[Items from a data source]
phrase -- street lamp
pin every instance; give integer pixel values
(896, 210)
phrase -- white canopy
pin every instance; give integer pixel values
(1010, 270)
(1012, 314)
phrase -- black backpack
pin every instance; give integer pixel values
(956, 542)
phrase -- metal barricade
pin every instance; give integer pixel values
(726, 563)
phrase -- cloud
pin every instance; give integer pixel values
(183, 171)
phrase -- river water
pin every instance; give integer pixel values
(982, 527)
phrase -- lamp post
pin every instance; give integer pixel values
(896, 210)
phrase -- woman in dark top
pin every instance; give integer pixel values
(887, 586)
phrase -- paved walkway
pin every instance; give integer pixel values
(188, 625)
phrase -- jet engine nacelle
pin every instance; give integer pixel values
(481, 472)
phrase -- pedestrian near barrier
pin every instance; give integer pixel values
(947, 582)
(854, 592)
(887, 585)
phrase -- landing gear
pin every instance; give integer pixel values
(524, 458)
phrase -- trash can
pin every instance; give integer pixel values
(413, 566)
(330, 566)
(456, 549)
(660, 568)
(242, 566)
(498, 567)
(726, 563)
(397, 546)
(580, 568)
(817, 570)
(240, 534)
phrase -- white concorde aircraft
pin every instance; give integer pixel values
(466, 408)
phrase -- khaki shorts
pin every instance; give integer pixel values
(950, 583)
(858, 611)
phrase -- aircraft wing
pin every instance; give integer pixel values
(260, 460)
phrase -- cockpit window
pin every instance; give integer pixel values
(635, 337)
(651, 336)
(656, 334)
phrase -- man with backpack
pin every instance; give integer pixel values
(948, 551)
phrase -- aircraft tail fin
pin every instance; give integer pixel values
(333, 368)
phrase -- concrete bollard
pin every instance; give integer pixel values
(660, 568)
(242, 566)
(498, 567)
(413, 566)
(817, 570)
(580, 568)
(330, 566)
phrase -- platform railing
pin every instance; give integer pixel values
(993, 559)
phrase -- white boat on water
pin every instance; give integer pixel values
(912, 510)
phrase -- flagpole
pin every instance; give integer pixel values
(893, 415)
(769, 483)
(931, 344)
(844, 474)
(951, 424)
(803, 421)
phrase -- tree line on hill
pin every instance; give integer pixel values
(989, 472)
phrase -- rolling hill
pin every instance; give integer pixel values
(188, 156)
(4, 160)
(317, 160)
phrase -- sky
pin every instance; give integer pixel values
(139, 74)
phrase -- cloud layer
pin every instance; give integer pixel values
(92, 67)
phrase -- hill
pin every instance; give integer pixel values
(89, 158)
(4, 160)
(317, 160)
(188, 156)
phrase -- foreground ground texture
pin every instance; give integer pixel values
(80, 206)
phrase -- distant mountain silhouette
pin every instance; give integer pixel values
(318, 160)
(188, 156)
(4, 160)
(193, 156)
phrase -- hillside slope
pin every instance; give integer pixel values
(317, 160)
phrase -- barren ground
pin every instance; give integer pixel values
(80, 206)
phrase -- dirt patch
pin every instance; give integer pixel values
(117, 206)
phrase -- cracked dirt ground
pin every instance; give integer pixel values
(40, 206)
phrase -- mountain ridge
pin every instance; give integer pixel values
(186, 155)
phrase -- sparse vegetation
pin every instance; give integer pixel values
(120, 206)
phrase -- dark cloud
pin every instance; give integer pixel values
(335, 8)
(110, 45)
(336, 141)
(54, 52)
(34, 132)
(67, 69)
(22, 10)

## Exercise details
Tell me how many lines of the data hold the word "cloud", giving only the number.

## Response to this task
3